— start of Entries —

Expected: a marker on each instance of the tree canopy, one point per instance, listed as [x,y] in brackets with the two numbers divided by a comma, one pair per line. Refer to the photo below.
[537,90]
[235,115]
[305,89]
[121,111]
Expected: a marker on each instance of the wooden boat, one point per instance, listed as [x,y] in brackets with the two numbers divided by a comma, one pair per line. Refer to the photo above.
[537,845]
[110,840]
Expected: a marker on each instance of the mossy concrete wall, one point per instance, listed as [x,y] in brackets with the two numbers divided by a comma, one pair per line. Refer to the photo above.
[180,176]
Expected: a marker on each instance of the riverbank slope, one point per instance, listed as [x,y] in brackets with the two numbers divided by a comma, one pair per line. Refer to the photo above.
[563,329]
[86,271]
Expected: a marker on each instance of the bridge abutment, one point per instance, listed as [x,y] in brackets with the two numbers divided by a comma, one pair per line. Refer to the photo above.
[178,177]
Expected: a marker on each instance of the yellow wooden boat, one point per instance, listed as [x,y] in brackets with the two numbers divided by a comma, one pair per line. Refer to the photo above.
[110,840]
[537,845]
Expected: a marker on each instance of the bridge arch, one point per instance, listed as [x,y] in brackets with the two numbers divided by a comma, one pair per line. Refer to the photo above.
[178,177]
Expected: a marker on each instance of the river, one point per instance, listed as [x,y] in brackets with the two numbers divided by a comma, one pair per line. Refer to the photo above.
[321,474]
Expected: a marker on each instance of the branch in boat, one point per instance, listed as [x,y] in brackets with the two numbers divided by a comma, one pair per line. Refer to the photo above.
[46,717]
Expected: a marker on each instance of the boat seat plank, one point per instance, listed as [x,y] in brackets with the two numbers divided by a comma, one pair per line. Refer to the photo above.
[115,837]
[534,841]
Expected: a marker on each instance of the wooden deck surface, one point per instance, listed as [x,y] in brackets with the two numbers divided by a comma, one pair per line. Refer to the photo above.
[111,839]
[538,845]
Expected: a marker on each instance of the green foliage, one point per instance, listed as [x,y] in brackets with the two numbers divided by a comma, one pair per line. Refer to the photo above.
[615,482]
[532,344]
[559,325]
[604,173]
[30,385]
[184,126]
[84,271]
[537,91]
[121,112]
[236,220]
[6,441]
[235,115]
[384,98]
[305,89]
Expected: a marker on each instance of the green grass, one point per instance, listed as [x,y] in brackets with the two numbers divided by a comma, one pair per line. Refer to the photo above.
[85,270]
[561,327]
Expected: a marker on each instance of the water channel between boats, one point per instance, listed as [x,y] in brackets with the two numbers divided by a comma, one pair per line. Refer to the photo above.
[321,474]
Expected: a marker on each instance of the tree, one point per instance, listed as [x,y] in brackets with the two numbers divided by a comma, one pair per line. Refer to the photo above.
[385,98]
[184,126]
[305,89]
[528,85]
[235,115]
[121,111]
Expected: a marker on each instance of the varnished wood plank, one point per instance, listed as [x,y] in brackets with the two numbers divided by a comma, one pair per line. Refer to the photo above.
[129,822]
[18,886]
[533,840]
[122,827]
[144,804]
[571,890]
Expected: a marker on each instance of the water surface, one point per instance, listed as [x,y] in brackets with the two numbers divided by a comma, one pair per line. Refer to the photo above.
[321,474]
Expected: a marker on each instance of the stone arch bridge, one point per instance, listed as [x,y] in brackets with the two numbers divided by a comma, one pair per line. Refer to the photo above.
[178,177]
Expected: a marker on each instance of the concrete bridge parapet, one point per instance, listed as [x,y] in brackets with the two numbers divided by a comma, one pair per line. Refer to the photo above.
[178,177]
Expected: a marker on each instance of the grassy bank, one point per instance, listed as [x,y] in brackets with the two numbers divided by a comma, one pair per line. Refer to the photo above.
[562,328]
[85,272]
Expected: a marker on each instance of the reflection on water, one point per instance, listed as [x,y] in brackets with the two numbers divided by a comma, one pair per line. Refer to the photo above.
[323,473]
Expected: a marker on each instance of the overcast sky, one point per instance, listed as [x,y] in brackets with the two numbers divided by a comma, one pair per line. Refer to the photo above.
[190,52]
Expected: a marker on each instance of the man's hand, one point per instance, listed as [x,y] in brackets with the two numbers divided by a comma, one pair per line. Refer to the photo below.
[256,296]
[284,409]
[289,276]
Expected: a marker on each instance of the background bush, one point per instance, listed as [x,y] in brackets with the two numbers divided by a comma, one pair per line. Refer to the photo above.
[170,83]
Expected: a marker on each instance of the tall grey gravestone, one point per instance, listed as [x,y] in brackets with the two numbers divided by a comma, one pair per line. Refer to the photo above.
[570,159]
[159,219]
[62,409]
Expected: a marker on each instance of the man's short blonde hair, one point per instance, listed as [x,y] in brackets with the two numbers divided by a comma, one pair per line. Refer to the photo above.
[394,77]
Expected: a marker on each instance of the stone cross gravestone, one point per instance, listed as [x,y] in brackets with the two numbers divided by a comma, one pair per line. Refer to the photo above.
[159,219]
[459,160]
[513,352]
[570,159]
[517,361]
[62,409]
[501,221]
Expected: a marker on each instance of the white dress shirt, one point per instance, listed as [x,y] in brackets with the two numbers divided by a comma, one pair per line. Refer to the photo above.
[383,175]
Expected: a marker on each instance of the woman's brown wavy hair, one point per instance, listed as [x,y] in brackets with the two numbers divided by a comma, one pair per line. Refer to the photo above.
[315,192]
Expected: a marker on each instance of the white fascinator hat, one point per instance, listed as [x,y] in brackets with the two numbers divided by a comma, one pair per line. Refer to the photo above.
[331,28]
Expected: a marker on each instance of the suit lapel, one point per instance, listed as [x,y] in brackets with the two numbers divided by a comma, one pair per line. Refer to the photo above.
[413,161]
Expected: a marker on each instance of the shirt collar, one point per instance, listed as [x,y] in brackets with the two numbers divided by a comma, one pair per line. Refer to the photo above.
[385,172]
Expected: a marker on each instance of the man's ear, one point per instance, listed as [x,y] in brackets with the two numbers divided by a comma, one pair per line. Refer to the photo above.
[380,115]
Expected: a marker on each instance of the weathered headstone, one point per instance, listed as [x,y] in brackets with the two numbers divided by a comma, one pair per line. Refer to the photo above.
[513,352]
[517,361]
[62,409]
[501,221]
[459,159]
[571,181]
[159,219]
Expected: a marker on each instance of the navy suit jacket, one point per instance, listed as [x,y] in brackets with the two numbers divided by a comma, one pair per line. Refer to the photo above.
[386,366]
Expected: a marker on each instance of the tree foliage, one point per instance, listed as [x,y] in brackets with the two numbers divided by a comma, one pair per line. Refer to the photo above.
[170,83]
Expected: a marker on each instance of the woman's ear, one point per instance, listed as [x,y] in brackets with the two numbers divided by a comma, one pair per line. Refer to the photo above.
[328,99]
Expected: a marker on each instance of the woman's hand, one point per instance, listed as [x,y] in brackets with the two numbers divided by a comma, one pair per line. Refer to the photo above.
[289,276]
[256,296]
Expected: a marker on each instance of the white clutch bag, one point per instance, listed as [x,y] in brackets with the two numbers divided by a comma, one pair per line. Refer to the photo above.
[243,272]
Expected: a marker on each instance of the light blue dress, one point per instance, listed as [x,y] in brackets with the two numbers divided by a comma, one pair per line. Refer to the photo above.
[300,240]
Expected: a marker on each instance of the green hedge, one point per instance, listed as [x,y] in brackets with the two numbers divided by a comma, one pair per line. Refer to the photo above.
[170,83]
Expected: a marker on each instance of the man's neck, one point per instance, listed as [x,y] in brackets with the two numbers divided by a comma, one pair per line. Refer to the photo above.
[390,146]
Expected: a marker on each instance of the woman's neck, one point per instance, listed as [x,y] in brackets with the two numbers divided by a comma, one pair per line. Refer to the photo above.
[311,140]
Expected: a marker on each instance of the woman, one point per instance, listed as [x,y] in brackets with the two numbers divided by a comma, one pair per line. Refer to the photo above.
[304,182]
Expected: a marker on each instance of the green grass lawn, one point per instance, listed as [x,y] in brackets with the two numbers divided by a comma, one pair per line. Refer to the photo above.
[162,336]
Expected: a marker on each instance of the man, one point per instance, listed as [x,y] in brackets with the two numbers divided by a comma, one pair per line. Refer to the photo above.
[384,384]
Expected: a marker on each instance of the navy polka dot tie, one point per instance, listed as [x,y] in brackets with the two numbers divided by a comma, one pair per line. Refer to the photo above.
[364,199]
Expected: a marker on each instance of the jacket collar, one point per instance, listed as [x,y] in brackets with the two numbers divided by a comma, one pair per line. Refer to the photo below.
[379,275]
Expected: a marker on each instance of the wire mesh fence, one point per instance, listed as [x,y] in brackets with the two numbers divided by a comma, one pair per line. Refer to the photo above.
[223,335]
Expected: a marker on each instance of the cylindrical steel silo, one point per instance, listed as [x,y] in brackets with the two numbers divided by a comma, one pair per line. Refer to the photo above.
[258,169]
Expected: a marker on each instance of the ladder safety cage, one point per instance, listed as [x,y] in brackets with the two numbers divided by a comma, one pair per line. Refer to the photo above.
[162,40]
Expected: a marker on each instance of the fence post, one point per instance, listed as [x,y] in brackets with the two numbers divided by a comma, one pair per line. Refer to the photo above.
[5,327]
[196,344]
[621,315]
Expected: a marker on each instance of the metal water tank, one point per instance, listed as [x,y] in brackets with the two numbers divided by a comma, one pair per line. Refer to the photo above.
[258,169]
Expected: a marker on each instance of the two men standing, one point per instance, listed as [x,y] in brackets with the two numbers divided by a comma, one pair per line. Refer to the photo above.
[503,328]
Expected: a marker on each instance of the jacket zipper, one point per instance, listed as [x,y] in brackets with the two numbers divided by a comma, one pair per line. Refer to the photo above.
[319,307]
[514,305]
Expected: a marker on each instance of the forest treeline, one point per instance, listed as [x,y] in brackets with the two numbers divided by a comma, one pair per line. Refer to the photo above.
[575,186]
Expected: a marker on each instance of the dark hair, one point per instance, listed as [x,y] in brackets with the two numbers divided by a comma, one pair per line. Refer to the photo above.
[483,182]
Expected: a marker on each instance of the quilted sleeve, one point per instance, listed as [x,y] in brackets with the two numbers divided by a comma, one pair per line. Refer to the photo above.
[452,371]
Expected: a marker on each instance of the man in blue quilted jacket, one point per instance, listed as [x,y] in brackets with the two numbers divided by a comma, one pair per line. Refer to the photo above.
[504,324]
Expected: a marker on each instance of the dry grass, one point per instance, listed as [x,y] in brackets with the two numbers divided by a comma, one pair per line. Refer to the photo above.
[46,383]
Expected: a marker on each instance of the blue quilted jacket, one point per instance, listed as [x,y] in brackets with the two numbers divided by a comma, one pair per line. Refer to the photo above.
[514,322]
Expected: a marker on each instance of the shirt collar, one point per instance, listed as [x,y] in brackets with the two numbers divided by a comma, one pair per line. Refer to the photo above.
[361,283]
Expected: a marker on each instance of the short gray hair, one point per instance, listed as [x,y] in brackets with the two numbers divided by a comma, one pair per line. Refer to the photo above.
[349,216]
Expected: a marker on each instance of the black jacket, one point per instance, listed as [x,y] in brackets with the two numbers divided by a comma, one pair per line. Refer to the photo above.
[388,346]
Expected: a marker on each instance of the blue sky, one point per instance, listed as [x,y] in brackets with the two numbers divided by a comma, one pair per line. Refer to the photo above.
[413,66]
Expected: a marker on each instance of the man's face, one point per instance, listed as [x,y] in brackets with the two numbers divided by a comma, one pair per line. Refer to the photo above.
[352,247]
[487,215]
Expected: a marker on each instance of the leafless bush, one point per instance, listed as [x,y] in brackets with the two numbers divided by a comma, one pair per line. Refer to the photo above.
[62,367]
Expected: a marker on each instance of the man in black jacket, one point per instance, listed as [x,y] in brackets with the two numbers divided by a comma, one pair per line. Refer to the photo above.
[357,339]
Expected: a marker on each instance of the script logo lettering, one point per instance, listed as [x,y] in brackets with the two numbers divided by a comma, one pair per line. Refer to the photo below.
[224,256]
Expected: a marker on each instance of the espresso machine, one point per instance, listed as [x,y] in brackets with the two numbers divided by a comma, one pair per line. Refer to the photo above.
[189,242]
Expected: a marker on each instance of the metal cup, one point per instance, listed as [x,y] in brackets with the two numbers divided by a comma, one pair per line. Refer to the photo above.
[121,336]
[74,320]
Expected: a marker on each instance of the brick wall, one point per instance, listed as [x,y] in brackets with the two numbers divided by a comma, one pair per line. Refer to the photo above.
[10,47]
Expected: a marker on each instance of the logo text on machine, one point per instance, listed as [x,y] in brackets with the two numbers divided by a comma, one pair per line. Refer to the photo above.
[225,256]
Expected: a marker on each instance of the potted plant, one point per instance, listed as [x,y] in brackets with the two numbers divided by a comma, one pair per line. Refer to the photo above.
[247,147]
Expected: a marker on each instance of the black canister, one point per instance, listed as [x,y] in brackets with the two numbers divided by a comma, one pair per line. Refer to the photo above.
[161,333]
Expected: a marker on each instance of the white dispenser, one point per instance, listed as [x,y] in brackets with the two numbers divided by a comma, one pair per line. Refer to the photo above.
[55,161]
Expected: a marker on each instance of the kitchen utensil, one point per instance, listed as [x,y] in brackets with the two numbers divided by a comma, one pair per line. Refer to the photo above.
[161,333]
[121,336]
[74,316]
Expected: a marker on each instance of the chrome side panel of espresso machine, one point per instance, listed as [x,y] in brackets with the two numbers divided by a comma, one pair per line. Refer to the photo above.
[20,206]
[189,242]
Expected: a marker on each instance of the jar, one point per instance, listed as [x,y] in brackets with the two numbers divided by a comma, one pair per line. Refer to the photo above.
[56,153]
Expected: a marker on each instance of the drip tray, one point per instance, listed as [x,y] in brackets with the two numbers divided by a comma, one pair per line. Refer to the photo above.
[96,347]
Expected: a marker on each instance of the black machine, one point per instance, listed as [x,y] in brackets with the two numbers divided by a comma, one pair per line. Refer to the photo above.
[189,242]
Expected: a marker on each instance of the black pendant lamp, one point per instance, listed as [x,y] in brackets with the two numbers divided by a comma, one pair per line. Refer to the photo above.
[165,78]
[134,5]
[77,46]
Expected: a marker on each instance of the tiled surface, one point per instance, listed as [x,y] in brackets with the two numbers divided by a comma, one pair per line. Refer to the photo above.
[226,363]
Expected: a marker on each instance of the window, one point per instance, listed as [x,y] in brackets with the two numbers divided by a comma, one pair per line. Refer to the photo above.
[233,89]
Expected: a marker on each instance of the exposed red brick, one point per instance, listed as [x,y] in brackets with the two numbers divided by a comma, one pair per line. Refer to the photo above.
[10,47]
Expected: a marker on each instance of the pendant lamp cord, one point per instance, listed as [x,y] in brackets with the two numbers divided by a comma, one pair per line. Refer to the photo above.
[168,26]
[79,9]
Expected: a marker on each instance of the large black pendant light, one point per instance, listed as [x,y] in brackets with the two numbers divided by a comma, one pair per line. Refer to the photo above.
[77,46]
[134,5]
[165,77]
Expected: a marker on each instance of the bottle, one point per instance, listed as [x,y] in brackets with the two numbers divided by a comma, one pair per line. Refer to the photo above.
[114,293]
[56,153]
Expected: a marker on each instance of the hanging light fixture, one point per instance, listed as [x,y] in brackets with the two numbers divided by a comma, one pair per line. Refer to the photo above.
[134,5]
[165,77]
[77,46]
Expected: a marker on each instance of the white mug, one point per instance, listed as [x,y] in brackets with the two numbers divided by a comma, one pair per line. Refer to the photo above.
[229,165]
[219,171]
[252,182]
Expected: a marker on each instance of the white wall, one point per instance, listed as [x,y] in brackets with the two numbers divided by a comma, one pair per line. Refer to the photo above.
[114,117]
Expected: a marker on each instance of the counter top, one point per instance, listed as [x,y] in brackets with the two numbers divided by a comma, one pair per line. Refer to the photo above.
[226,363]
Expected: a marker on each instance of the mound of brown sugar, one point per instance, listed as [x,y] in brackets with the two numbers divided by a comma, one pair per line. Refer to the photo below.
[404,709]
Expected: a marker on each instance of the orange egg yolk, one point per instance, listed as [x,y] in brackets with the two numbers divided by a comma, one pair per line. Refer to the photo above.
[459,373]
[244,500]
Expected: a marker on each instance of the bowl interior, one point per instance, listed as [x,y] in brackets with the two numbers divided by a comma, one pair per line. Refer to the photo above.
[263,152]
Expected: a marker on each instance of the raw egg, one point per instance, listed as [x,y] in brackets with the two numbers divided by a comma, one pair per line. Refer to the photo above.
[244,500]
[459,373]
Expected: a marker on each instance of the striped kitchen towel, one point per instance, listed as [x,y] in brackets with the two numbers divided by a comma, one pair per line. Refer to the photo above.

— end of Entries —

§ Stated goal
Copy out the rows exactly, beginning with the line that contains "Expected: a marker on each instance of the raw" and going on through the last line of the rows.

§ Task answer
Expected: a marker on each instance of the raw egg, one point per instance, listed as [x,y] in brackets with the two numbers divided by a comma, one pair per line. Refer to the photo above.
[244,500]
[459,373]
Expected: a marker on each instance of the striped kitchen towel, one point per instance, listed as [x,y] in brackets with the two numbers divided by a comma, one pair per line. Refer to the photo above.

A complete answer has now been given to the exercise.